▸ Exercícios:
1. Edite o trecho da reportagem sobre os incêndios na Serra da Moeda que começa em "Ela explica que" e termina em "ONG, Simone Bottrel.", substituindo "grupos de vigilância" por "comissões de vigilância".
2. Prossiga a reportagem sobre os incêndios na Serra da Moeda a partir do ponto em que ela termina.

▸ Página:
┌──

Patrimônio ambiental e arqueológico de Minas, serra da Moeda sofre com incêndios causados pela seca prolongada, despejo de lixo e entulhos e pela falta de fiscalização do poder público
Pouso Moedinha, Vegetação rasteira foi destruída pelo fogo nos últimos dias. Conjunto da serra tem patrimônio natural único no mundo, com campos rupestres
A combinação explosiva de tempo seco, montanhas de lixo e falta de fiscalização transformam a Serra da Moeda em um paiol de pólvora. Até ontem, segundo a Secretaria de Estado de Meio Ambiente e Desenvolvimento Sustentável (Semad), foram destruídos de dois hectares de matas e vegetação rasteira, em unidade de conservação sob administração do Instituto Estadual de Florestas (IEF), e 105 hectares no entorno no maciço, que inclui Nova Lima e Brumadinho (Grande BH), Belo Vale, Moeda, Congonhas, Ouro Preto e Itabirito. As primeiras labaredas começaram há cinco dias, ameaçando um patrimônio natural único no mundo (campos rupestres sobre canga de minério) e arqueológico, além da população que vive em condomínios, sítios, chalés e outras propriedades.
De acordo com o Instituto Nacional de Pesquisas Espaciais (Inpe), Minas é o segundo estado com maior número de focos de calor, no país, este ano, totalizando 3.917. O primeiro é Mato Grosso, com 5.887. No país, houve 39.698. A maior parte dos incêndios, no território mineiro, tem origem criminosa pela ação de piromaníacos, que soltam fogos de artifício, ou de queima irregular em terrenos. No caso da Serra da Moeda, onde a situação estava sob controle ontem, a razão mais provável do fogo pode estar na renovação de pastagens para o gado, informa a subsecretária de Controle e Fiscalização Ambiental Integrada da Semad, Marília Melo.
Ela explica que algumas medidas serão adotadas para melhorar a segurança. Na sexta-feira, representantes de órgãos ambientais e de condomínios decidiram pela formação de grupos de vigilância. O objetivo é de que as equipes atuem na prevenção, evitando de incêndios criminosos. Para os ambientalistas da organização nãogovernamental Arca AmaSerra (Associação de Recuperação e Conservação Ambiental), a serra exige medidas urgentes. “Falta fiscalização das áreas que se transformam em bota-foras, maior número de brigadas de incêndio e programas de educação ambiental”, alerta a presidente da ONG, Simone Bottrel.

└──

▸ Registros:
┌──

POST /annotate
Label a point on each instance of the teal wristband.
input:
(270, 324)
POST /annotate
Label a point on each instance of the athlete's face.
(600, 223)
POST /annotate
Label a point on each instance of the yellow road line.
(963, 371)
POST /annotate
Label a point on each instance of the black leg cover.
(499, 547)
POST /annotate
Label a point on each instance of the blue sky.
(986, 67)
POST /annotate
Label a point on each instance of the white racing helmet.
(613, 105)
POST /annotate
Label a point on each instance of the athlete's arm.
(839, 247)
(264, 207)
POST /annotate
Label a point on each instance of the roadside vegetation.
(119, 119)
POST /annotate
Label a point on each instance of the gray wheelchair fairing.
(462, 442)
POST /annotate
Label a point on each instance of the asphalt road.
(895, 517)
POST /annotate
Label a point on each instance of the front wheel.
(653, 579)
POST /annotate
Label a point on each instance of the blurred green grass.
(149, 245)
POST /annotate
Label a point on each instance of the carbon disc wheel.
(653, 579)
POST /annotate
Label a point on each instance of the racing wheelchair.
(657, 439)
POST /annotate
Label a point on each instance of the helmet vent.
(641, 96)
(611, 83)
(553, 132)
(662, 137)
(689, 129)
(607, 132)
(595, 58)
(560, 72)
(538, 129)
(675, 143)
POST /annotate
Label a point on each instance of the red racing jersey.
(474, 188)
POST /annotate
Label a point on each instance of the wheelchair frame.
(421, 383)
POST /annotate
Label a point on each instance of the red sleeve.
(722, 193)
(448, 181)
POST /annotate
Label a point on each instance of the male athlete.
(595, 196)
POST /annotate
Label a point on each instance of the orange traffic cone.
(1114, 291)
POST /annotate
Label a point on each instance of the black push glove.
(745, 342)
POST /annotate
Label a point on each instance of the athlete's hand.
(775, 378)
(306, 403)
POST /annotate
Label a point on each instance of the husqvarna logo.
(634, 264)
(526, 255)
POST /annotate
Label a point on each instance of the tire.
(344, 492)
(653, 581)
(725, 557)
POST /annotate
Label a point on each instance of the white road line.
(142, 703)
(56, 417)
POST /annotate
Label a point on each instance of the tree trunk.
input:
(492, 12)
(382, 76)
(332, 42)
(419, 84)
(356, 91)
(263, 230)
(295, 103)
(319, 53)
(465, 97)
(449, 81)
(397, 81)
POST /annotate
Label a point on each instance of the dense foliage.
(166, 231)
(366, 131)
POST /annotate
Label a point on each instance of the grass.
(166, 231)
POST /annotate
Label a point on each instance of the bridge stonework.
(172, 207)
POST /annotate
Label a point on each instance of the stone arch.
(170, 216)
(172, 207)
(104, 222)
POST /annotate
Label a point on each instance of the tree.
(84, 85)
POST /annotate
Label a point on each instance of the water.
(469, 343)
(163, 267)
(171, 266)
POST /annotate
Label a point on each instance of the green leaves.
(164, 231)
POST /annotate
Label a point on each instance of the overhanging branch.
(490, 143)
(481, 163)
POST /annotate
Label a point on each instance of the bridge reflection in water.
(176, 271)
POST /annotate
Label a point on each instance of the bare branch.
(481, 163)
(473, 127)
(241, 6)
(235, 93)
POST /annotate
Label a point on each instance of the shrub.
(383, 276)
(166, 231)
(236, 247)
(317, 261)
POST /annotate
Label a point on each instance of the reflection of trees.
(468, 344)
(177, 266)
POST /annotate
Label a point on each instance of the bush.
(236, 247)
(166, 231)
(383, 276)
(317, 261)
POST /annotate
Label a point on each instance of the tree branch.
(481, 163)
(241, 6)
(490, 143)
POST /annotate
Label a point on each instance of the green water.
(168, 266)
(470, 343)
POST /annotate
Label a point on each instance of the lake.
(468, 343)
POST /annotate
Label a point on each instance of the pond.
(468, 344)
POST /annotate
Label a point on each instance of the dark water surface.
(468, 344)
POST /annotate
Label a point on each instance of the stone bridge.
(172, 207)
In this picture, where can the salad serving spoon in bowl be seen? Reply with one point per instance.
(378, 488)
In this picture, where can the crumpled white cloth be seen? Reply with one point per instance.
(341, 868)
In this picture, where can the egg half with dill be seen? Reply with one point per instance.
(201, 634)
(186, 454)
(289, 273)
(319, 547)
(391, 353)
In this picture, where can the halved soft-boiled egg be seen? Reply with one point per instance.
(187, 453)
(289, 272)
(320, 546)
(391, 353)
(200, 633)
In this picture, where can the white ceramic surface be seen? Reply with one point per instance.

└──

▸ Respostas:
1.
Ela explica que algumas medidas serão adotadas para melhorar a segurança. Na sexta-feira, representantes de órgãos ambientais e de condomínios decidiram pela formação de comissões de vigilância. O objetivo é de que as equipes atuem na prevenção, evitando de incêndios criminosos. Para os ambientalistas da organização nãogovernamental Arca AmaSerra (Associação de Recuperação e Conservação Ambiental), a serra exige medidas urgentes. “Falta fiscalização das áreas que se transformam em bota-foras, maior número de brigadas de incêndio e programas de educação ambiental”, alerta a presidente da ONG, Simone Bottrel.

2.
Ambientalistas Simone e Evelyn denunciam ameaças à serra por objetos que podem pegar fogo, especulação imobiliária e mineração
Na tarde dessa segunda-feira, na companhia da educadora ambiental Evelyn Zajdewerg, da Arca, Simone mostrou onde nasce o perigo. Perto do Bairro Jardim Canadá, em Nova Lima, numa das áreas da Serra da Calçada, que integra a Moeda e está em tombamento provisório pelo Instituto Estadual do Patrimônio Histórico e Artístico (Iepha/MG), há montes de entulho que pegaram fogo. São despejos de construção civil, sacos de lixo, calçados, objetos de plástico e até revistas pornográficas. “A situação é delicada, pois há muitas nascentes. E tudo está bem perto da BR-040. É uma área de grande especulação imobiliária, mineração”, diz Evelyn, moradora do condomínio Retiro das Pedras.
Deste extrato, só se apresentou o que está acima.